● **TASK STATEMENT**:
For this exercise, copy all the data exactly and include none of the pictures.

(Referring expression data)
======
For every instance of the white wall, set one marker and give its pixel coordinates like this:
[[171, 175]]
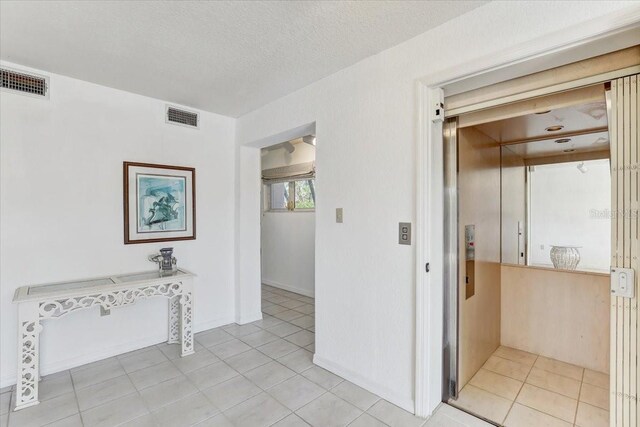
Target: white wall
[[288, 238], [568, 207], [366, 119], [288, 251], [279, 157], [61, 213]]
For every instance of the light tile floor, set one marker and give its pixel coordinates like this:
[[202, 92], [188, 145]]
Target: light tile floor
[[254, 375], [516, 388]]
======
● **ANSWER AREA**:
For every instance of the white wall, set one marker and give its pixel coordinates like this:
[[171, 175]]
Target: white wall
[[288, 238], [568, 207], [366, 119], [288, 251], [279, 157], [61, 213]]
For every instance of the light tile floor, set one marker and give its pixel coordinates like this:
[[202, 92], [188, 145]]
Target: light tile floor
[[254, 375], [516, 388]]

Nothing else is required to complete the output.